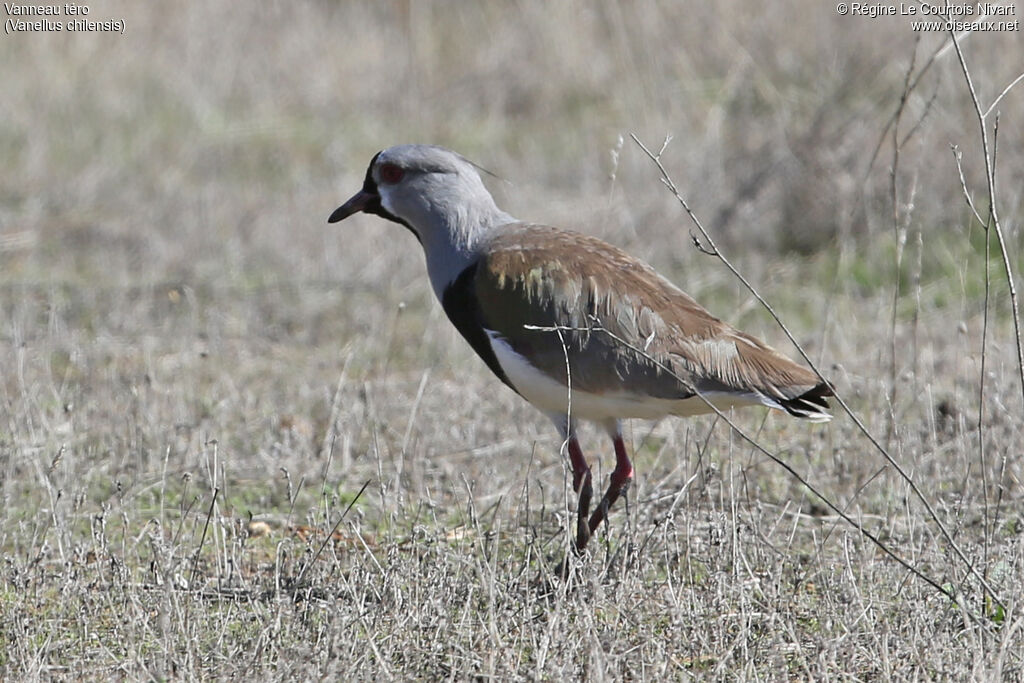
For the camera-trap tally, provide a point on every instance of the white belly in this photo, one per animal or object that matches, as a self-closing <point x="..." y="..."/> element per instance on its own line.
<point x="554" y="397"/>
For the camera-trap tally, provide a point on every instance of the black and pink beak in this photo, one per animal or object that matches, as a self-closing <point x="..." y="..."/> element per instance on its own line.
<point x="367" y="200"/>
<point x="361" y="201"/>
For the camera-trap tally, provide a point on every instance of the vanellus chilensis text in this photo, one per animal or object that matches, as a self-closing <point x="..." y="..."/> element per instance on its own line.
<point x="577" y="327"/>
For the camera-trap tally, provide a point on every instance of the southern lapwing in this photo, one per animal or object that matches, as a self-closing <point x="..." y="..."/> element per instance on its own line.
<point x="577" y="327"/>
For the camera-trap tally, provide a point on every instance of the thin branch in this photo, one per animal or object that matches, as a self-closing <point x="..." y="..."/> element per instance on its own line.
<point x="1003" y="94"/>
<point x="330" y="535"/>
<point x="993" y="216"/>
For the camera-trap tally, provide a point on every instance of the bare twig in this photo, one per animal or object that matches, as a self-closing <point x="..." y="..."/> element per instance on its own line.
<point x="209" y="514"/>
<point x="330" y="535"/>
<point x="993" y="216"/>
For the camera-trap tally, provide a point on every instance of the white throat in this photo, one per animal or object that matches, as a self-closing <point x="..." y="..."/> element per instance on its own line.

* * * * *

Write out the data above exactly as it appears, but without any image.

◆ **Answer box**
For the camera-trap tally, provide a point on every instance of the white belly in this photo, one per animal or object that matches, as a self-closing <point x="..." y="..."/> element per instance on its own line.
<point x="554" y="397"/>
For the camera-trap tally, provide a point on every instance of the black and pink beak in this photo, one per animal or object that matches, as a self-closing <point x="..." y="..."/> element per instance on its own line.
<point x="367" y="200"/>
<point x="361" y="201"/>
For the camera-trap tally, provide a point on every instance of the vanellus chilensis text in this photo, one per animal or object that matches, as a self-closing <point x="..." y="..."/> element per instance on its own line.
<point x="577" y="327"/>
For the camera-trap tally, provide a point on every instance of the southern lapwing in this photo, one per animal or object that matches, as a self-closing <point x="..." y="..."/> element per instance on its own line.
<point x="577" y="327"/>
For the camera-trap tally, provide a point on every instance of the thin branch in this photo, one per animal or object that matches, as a self-closing <point x="..." y="..."/> element per instance on its own line.
<point x="1003" y="94"/>
<point x="330" y="535"/>
<point x="993" y="216"/>
For the camera-trap tally, provide a point on every instance of the bare twig in this photo, one per animal or object that matches, as a self-closing <point x="..." y="..."/> element per instance on its own line.
<point x="209" y="514"/>
<point x="330" y="535"/>
<point x="993" y="216"/>
For the camera-trap tally, provide a point on every instance of the white throat in this photo, one per animal or object that matches, as a self-closing <point x="..." y="..."/> element per instance on its own line.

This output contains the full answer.